## Exercise task
Using the data below, repeat all of it precisely.

## Data provided
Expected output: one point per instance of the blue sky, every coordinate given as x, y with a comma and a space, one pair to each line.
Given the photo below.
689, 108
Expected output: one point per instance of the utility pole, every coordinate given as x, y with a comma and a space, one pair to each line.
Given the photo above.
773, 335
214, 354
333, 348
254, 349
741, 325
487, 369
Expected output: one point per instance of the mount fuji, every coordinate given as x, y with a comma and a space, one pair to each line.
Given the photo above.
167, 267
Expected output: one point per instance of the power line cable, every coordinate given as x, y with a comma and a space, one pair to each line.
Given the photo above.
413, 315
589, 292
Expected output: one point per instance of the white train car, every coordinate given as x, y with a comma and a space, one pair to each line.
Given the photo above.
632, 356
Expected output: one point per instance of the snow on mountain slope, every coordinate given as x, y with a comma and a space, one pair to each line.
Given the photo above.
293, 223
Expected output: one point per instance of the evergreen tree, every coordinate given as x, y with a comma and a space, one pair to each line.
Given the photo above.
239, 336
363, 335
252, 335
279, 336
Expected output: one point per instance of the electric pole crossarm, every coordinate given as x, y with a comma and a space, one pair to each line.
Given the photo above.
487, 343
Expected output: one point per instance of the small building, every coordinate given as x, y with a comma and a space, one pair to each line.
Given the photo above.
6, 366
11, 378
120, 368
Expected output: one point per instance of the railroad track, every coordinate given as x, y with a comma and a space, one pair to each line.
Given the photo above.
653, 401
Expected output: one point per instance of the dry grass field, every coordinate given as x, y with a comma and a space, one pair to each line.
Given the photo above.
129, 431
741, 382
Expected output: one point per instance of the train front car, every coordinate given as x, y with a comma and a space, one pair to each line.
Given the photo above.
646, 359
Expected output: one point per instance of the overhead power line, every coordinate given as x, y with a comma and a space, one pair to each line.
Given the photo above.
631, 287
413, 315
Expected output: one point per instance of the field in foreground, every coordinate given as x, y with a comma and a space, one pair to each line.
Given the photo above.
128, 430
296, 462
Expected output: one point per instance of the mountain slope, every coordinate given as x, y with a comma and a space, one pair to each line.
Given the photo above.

## Task output
Expected output: one point per instance of the blue sky, every coordinate given as x, y with a comma and a space, one pair to each line.
Given the photo below.
689, 108
Expected output: one point per instance of the utility pole, every coordinate given as x, y with a comma and a space, one pair to each line.
Given the photo above.
773, 335
214, 354
333, 348
254, 349
741, 325
487, 369
Expected output: one point per instance of the mount fuji, every coordinate given as x, y with a comma and a space, one pair to each line.
Given the photo above.
167, 267
Expected output: one point per instance of the power line cable, every coordinate given as x, y with a comma and a space, one pair to each line.
Given the photo above.
413, 315
589, 292
Expected output: one point per instance of the white train car, every coordinate given as x, y with a comma and a space, one pair to each line.
Given the photo above.
632, 356
Expected output: one point per instance of the snow on mountain slope, every coordinate given as x, y with a comma and a space, one pair to each line.
Given the photo above.
293, 223
Expected output: one point per instance of the evergreen tree, every coordinate given as x, y with a comma and a space, one pair to each line.
Given the photo above.
239, 336
363, 335
252, 335
279, 336
Expected output: one point per instance of the electric pole crossarm, every coordinate given as x, y with a comma and a space, one pair to each line.
Given the photo above.
487, 343
Expected output: one point per instance of the small building, every coordinate given as x, y with a comma and a space, one pair to each line.
Given the photo above.
6, 366
11, 378
120, 368
Expected output: one point per instance of the railroad track, every coordinate given as x, y with a comma and a space, one pair to each line.
Given the photo above.
653, 401
Expected output: one point per instance of the dry grass field, every coordinate given as x, y with a comma and a space, one pair to each line.
Given the photo above.
129, 431
741, 382
Expected output: one point per instance of the train front car, every coordinate given as x, y with a comma and a space, one pair to each line.
Given the photo above.
646, 359
Expected output: one point per instance of the overhead power line, every coordinate given as x, y with a comma and a space, one pair to each line.
Given the photo above.
631, 287
413, 315
Expected output: one point per instance of the field in foreground, every coordinate given as x, y with a comma and a space, one pair to each line.
Given the photo above.
128, 430
296, 462
Expected output: one point per instance of the mountain slope, every coordinate given as x, y with a comma and a space, one pair to each line.
Given the photo above.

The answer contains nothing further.